| Texte fourni |
= = = = = = =

Pour revenir à notre définition du handicap psychique, nous pourrions tenter de le définir selon quelques grands principes (et vous aurez compris ma position sur les principes !) :
- Les capacités intellectuelles sont indemnes. Selon l’intensité du trouble, c’est donc la possibilité de les utiliser qui peut être déficiente.
- L'intensité du trouble en définit la gravité. Le handicap psychique est la conséquence d’un trouble psychique dont l’intensité va placer le handicap sur un continuum pouvant aller jusqu’à la maladie mentale.
- La symptomatologie est instable, imprévisible, et j’ajouterais singulière. Malgré un diagnostic identique entre deux personnes, vous ne retrouverez jamais une parfaite similitude dans l’expression symptomatique.
- Les causes restent inconnues à ce jour, et pouvons nous dire, demeurent propres à l’histoire de chacun, elle-même bercée au milieu d’une histoire et d’un inconscient collectif.
- La prise de médicament est souvent indispensable, associée à des techniques de soins dont les supports théoriques et les visées sont aussi larges que complémentaires.

= = = = = = =

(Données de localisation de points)
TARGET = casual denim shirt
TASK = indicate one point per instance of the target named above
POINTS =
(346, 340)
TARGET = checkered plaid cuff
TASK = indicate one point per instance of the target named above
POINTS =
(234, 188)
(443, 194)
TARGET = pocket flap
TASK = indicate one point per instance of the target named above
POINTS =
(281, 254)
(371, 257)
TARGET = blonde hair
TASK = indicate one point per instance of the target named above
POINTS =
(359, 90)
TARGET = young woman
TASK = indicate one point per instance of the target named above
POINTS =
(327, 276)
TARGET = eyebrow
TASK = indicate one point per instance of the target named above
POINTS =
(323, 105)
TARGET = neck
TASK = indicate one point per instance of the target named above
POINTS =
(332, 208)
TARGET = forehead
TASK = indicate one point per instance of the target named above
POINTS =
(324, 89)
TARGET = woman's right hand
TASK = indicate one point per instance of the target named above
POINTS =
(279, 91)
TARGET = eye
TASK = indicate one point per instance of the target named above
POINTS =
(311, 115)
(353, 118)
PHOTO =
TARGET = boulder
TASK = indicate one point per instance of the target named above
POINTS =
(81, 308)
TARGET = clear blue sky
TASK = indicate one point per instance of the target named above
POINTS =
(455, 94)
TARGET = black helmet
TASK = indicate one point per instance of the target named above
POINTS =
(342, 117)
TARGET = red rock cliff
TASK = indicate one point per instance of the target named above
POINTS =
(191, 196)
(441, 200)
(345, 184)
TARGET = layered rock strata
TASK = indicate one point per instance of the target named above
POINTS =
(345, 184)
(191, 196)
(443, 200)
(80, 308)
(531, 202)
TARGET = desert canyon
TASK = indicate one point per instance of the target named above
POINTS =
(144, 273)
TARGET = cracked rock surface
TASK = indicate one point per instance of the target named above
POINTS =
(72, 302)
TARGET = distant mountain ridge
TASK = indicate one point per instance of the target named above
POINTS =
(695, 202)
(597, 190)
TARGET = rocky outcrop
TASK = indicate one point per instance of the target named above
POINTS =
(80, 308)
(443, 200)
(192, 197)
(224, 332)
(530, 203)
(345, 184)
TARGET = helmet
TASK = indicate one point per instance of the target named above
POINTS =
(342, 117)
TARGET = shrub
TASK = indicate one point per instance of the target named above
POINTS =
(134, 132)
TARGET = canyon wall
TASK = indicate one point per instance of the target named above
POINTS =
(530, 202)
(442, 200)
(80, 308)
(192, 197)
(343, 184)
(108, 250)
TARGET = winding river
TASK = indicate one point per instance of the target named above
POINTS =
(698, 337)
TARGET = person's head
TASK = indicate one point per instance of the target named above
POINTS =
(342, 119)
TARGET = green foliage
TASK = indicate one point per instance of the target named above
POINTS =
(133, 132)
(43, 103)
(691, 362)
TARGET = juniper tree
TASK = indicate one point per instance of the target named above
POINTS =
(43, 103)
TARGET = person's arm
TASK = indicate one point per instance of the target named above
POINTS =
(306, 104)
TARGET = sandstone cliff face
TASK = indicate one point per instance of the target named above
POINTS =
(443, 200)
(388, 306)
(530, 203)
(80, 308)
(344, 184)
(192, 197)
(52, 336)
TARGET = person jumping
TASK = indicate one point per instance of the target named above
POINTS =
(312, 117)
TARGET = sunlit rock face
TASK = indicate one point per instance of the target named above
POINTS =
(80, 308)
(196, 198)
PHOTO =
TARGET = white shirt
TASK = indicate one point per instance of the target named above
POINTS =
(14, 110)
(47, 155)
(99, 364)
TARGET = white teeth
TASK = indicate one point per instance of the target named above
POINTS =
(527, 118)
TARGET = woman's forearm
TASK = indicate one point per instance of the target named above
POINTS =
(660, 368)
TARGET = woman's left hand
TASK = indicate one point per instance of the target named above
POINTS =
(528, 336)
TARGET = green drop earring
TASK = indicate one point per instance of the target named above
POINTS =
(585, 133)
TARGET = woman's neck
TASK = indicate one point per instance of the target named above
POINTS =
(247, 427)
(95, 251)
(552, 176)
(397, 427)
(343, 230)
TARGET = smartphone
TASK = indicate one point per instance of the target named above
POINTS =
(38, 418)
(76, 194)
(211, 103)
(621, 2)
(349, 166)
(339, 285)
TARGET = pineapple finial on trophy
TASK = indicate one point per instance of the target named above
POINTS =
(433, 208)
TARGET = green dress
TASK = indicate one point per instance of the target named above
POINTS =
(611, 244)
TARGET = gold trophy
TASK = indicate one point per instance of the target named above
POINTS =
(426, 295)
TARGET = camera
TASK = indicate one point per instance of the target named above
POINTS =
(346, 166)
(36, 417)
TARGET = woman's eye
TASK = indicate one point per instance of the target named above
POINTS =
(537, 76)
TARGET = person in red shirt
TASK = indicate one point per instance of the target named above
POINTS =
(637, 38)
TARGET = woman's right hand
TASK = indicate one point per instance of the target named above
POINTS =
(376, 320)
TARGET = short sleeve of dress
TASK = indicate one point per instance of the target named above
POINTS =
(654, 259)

= = = = = = =

| Travail demandé |
D'après le texte sur le handicap psychique, qu'est-ce qui définit la gravité du trouble ?

| Réponse rédigée |
C'est l'intensité du trouble qui en définit la gravité.